[TO BE DONE]:
Which lines below contain the word "building", matching case? Collect each of those lines and copy it out.

[DATASET ROWS]:
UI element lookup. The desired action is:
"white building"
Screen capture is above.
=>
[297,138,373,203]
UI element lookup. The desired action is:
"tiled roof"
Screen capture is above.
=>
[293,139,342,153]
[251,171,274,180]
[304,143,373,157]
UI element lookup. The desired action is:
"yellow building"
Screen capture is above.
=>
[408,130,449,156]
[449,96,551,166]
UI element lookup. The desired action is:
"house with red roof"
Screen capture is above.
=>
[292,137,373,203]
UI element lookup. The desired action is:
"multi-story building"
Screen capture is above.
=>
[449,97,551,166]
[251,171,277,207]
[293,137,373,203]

[RIGHT ANSWER]:
"white building"
"yellow building"
"multi-story building"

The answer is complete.